● REQUEST:
Could you rewrite every row below as a numbered list, leaving out any blank lines?

● EXERCISE INPUTS:

* begin *

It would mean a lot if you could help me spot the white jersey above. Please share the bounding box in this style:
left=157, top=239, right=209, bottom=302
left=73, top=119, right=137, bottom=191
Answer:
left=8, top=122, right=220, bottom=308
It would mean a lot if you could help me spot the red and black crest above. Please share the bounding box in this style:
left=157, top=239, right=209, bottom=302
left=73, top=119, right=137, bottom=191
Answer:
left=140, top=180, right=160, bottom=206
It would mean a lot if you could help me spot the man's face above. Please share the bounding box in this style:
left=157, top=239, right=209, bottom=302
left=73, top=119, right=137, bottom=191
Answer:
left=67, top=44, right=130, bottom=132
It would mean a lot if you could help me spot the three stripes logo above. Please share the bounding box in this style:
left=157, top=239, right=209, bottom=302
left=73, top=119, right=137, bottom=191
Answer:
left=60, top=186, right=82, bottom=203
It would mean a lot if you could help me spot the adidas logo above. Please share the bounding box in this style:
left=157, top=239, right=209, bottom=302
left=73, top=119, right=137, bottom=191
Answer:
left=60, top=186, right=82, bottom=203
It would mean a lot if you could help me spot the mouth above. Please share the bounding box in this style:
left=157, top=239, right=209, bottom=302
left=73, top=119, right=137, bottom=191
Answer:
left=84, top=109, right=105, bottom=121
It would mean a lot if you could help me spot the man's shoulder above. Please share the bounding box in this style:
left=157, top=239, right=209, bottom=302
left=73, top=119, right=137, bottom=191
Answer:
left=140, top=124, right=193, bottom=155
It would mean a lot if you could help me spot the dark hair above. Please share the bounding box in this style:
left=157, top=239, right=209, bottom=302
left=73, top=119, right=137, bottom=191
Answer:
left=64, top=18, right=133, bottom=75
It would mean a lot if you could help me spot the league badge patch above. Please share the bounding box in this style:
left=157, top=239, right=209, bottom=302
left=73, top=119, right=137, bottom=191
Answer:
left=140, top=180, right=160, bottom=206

* end *

● TASK RESPONSE:
1. It would mean a lot if you could help me spot the white jersey above. Please share the bounding box in this style:
2. left=157, top=239, right=209, bottom=302
3. left=73, top=119, right=137, bottom=191
4. Answer:
5. left=8, top=122, right=220, bottom=308
6. It would mean a lot if you could help me spot the red and black crest above. Please share the bounding box in this style:
7. left=157, top=239, right=209, bottom=302
8. left=73, top=119, right=137, bottom=191
9. Answer:
10. left=140, top=180, right=160, bottom=206
11. It would mean a lot if you could help me spot the man's face above. Please share the bounding box in this style:
12. left=157, top=239, right=209, bottom=302
13. left=73, top=119, right=137, bottom=191
14. Answer:
15. left=67, top=44, right=130, bottom=132
16. It would mean a lot if you could help me spot the three stripes logo above. Please share the bounding box in this style:
17. left=157, top=239, right=209, bottom=302
18. left=73, top=119, right=137, bottom=191
19. Answer:
20. left=60, top=186, right=82, bottom=203
21. It would mean a lot if you could help me spot the adidas logo above. Please share the bounding box in this style:
22. left=157, top=239, right=209, bottom=302
23. left=73, top=119, right=137, bottom=191
24. Answer:
25. left=60, top=186, right=82, bottom=203
26. It would mean a lot if you could help me spot the mouth above. Please share the bounding box in this style:
27. left=157, top=239, right=209, bottom=302
28. left=73, top=119, right=137, bottom=191
29. Answer:
30. left=84, top=109, right=105, bottom=121
31. It would mean a lot if you could help me spot the man's shoulder above. Please share the bounding box in this style:
32. left=157, top=239, right=209, bottom=302
33. left=73, top=119, right=137, bottom=191
34. Answer:
35. left=140, top=124, right=193, bottom=155
36. It would mean a lot if you could help me spot the dark hair above. Please share the bounding box in this style:
37. left=157, top=239, right=209, bottom=302
38. left=73, top=119, right=137, bottom=191
39. Answer:
40. left=64, top=18, right=133, bottom=75
41. It would mean a lot if you could help me spot the league badge patch above. Please share the bounding box in this style:
42. left=157, top=239, right=209, bottom=302
43. left=73, top=119, right=137, bottom=191
44. Answer:
45. left=140, top=180, right=160, bottom=206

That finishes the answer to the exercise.